Start of Block
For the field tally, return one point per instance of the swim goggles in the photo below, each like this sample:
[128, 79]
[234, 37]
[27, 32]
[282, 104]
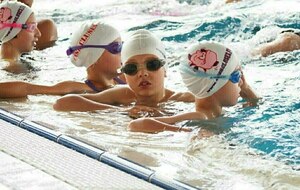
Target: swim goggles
[151, 65]
[27, 26]
[114, 47]
[234, 77]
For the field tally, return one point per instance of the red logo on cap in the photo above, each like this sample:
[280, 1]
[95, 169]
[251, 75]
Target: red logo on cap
[204, 59]
[5, 14]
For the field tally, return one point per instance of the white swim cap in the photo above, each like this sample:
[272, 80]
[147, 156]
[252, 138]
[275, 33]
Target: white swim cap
[142, 42]
[12, 12]
[91, 34]
[202, 66]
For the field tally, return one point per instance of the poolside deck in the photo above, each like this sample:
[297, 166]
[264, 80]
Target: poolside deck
[29, 161]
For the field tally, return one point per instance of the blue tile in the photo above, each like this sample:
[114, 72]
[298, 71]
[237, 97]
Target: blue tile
[127, 166]
[168, 183]
[9, 117]
[80, 147]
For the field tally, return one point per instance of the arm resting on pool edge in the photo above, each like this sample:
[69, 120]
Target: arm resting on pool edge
[79, 103]
[248, 93]
[151, 125]
[159, 124]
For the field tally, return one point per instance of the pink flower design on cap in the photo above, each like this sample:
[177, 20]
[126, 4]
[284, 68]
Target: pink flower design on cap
[204, 59]
[5, 14]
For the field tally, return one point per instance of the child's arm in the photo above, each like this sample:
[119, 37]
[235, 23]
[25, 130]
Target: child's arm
[79, 103]
[248, 93]
[159, 124]
[92, 102]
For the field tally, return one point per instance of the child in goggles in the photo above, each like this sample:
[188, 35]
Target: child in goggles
[212, 73]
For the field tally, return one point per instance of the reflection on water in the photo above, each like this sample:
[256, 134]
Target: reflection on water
[255, 148]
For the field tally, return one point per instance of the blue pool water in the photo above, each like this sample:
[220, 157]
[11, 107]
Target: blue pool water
[256, 147]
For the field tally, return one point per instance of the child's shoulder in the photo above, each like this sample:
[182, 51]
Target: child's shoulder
[182, 96]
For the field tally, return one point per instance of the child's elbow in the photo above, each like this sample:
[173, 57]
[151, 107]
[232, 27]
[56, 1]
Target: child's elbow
[61, 104]
[134, 126]
[57, 105]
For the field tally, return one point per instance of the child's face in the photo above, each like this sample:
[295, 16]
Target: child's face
[145, 82]
[26, 40]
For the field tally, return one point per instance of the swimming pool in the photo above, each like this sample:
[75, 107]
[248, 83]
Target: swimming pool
[256, 147]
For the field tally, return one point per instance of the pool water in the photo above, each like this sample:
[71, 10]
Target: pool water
[255, 148]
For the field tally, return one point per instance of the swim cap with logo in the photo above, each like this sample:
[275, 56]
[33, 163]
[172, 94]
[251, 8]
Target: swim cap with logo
[91, 34]
[12, 12]
[204, 66]
[142, 42]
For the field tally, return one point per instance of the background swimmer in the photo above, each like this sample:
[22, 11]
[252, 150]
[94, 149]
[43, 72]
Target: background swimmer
[287, 40]
[101, 63]
[47, 28]
[17, 38]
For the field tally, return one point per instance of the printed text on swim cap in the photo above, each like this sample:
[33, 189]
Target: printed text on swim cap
[83, 39]
[19, 12]
[224, 63]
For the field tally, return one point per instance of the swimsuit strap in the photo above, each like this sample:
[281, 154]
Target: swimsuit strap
[297, 32]
[119, 81]
[92, 86]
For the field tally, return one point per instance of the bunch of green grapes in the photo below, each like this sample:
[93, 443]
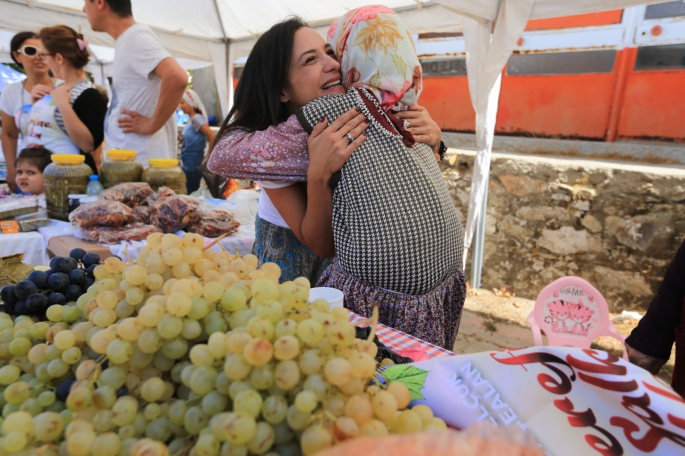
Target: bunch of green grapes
[195, 352]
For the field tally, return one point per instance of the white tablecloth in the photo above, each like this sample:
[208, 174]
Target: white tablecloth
[31, 244]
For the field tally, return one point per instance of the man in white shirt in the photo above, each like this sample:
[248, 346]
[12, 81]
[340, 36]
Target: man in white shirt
[147, 84]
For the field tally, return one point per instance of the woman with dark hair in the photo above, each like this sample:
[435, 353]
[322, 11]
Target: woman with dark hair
[15, 100]
[301, 248]
[68, 119]
[395, 229]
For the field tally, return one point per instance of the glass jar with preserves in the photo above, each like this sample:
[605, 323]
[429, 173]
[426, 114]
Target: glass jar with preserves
[66, 175]
[165, 172]
[119, 167]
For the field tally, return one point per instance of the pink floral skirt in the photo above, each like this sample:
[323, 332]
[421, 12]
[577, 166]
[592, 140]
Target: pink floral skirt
[433, 316]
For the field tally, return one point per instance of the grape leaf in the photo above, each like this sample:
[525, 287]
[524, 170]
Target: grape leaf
[412, 377]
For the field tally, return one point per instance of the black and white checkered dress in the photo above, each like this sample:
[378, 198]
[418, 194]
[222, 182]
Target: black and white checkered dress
[394, 223]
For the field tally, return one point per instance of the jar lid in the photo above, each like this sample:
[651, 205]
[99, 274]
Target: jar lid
[121, 154]
[68, 159]
[163, 162]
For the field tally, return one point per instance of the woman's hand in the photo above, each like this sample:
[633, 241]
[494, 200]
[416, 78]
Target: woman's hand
[61, 96]
[422, 126]
[39, 91]
[329, 146]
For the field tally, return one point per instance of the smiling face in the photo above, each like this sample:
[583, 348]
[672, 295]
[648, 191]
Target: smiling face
[35, 64]
[29, 178]
[314, 71]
End of Block
> [Work request]
List every line above that holds the word "below".

> [Exercise answer]
For the field tally, return one point per instance of the swim goggles in the photo below, each like this sample:
For the field tally, return one point per instance of the bunch of green grapes in the photo below, each like this sample:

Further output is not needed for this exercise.